[Given information]

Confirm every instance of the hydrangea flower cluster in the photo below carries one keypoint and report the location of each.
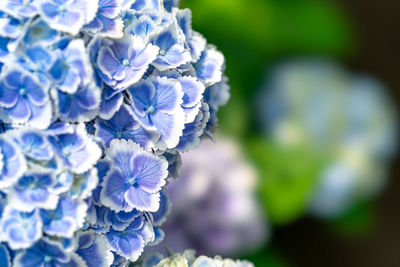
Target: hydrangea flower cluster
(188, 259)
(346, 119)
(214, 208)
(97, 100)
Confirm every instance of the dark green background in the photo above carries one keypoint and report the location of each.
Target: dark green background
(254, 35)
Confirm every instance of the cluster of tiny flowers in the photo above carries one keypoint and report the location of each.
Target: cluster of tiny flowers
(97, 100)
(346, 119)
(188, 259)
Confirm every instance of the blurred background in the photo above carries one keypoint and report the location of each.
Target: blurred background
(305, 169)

==

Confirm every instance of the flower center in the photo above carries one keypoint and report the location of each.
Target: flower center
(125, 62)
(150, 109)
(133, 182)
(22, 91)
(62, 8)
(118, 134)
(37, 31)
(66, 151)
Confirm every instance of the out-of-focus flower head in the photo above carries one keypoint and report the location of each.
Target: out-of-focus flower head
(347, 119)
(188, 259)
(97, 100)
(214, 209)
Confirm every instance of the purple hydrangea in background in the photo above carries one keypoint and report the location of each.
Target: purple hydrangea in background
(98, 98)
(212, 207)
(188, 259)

...

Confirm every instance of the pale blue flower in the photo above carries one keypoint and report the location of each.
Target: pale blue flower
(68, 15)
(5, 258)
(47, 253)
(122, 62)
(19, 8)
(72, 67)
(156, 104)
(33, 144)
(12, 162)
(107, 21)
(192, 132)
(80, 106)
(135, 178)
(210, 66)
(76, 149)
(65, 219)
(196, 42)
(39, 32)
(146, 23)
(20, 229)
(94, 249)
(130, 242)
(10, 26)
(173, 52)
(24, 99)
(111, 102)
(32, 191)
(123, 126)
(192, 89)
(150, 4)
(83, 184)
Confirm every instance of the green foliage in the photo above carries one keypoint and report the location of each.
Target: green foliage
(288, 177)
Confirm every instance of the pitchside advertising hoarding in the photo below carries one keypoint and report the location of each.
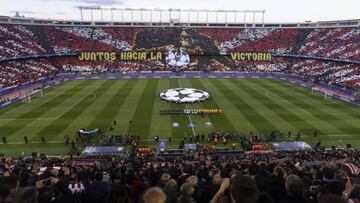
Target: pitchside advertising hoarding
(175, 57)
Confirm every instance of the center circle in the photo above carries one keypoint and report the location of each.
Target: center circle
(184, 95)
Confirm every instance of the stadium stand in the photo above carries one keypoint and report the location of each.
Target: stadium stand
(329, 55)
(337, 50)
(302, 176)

[Given request] Collect every line of the items above that contains the word "flowers", copying each line in full.

[Completed task]
Confirm every instance of the cluster of tiny flowers in the photo above carries one keypoint and report the location of each.
Target: cluster of tiny flowers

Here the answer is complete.